▶ **Task goal**
Rewrite every line below as a numbered list, leaving out any blank lines.

▶ **Data to use**

****

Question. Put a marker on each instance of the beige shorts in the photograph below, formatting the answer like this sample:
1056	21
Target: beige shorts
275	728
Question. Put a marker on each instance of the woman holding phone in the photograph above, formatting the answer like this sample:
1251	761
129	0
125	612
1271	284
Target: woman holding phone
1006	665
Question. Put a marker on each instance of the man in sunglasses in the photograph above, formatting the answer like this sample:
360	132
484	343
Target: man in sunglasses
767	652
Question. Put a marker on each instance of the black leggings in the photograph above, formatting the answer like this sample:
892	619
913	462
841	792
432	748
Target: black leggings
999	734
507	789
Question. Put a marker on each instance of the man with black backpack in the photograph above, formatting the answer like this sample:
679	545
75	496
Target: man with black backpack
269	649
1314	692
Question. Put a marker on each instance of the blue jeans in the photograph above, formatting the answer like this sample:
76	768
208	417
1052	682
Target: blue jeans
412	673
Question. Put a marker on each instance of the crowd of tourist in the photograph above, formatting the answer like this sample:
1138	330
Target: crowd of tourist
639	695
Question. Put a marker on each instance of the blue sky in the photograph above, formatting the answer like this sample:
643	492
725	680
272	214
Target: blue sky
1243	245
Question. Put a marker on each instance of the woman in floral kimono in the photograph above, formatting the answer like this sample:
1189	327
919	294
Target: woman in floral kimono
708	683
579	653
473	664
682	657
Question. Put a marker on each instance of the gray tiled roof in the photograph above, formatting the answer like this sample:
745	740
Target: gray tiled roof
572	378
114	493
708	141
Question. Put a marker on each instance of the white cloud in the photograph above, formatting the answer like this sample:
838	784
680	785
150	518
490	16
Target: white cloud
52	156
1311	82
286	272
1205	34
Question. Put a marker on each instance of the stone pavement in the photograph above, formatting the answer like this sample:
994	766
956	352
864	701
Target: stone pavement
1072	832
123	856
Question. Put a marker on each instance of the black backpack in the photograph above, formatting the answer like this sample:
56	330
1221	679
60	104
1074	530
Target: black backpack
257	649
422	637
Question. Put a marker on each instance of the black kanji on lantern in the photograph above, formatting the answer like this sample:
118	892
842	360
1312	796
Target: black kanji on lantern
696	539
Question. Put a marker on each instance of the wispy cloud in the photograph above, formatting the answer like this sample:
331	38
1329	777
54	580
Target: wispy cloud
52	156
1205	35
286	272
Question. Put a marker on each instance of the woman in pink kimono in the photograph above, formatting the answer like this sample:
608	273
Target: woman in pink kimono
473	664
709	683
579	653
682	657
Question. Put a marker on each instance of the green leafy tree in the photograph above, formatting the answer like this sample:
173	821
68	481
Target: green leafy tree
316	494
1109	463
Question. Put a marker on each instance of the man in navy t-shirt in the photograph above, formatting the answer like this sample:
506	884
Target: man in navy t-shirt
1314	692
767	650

****

▶ **Solution to the problem**
1. Question. Put a marker on each instance of the beige shorts in the photograph below, formatting the answer like this sample:
2. 1056	21
3. Target: beige shorts
4. 275	728
5. Question. Put a marker on each instance of the woman holding phone in the photograph above, formatting the answer like this sample:
6. 1251	761
7. 129	0
8. 125	612
9. 1271	284
10. Target: woman holding phone
11. 1006	665
12. Question. Put a marker on each instance of the man in sunglasses in the photograph above, formatting the answer like this sample:
13. 360	132
14. 484	343
15. Target: man in sunglasses
16. 767	652
17. Question. Put a marker on each instance of the black leggings in the photograph above, formatting the answer like this sample:
18. 892	619
19. 913	462
20. 841	792
21. 432	748
22. Target: black leggings
23. 999	734
24. 507	789
25. Question. Put a marker on each instance of the man with black backpack in the photograph above, formatting the answer like this sample:
26. 679	545
27. 75	496
28. Target: man with black backpack
29. 269	649
30. 1314	692
31. Question. Put a marker on each instance of the blue jeans in the photograph above, formatting the answer like this sample:
32. 76	768
33. 208	417
34. 1052	682
35. Target: blue jeans
36. 412	673
37. Question. Put a marker on each instance of the crowd of tourist in the photograph above, formatting the answer like this sample:
38. 1138	330
39. Target: crowd of tourist
40. 639	695
41. Question. Put a marker on each instance of the blue sky in the photograph above, formatting the answer like this sample:
42. 643	492
43. 725	680
44. 272	214
45. Target: blue sky
46. 1243	245
47. Question. Put a marker on each instance of the woman in floral kimono in the photograph above, formatting the answer like this sample:
48. 1189	327
49. 919	294
50. Target: woman in floral kimono
51. 708	683
52. 579	653
53. 473	664
54. 682	657
55. Question. Put a marker on each instance of the gray tiled roof in the photograph above, formatting the answer like this sample:
56. 745	740
57. Target: gray tiled roof
58. 572	378
59. 114	493
60. 708	141
61. Question. Put a marker on each instance of the white cloud in the photograph above, formatting the answer like this sample:
62. 838	784
63. 680	785
64. 150	518
65. 490	16
66. Target: white cloud
67. 52	156
68. 1311	82
69. 286	272
70. 1205	34
71. Question. Put a marker on each instance of the stone pavement in the photograph above, formatting the answer like this sample:
72. 994	766
73. 956	352
74. 864	701
75. Target: stone pavement
76. 1072	832
77. 123	856
78. Question. Put a marker on each instance of the black backpack in the photograph above, formatting the answer like this sample:
79. 56	330
80. 1221	679
81. 60	104
82. 1074	530
83. Target: black backpack
84. 257	649
85. 422	637
86. Question. Put a marker on each instance of the black kanji on lantern in the photograph above, formatting the answer like this sample:
87. 118	892
88. 842	360
89. 1312	796
90. Target: black kanji on lantern
91. 696	539
92. Question. Put a marker on each instance of the wispy cloud in the photograph above, formatting the answer like this sample:
93. 331	38
94. 1329	777
95. 54	580
96. Target: wispy cloud
97. 52	156
98. 1205	35
99. 286	272
100. Question. Put a marker on each instance of the woman in pink kimono in the photograph above, formatting the answer like this sample:
101. 608	273
102. Target: woman in pink kimono
103. 473	664
104. 709	683
105. 579	653
106. 682	657
107. Question. Put a marker on each instance of the green leafy tree in the photograph above, formatting the answer like this sample:
108. 173	821
109. 68	481
110. Target: green leafy tree
111. 316	494
112. 1109	463
113. Question. Put a marker on each instance of the man in navy t-shirt in the photograph above, formatting the answer like this sample:
114. 506	884
115. Target: man in navy t-shirt
116. 1314	692
117. 767	650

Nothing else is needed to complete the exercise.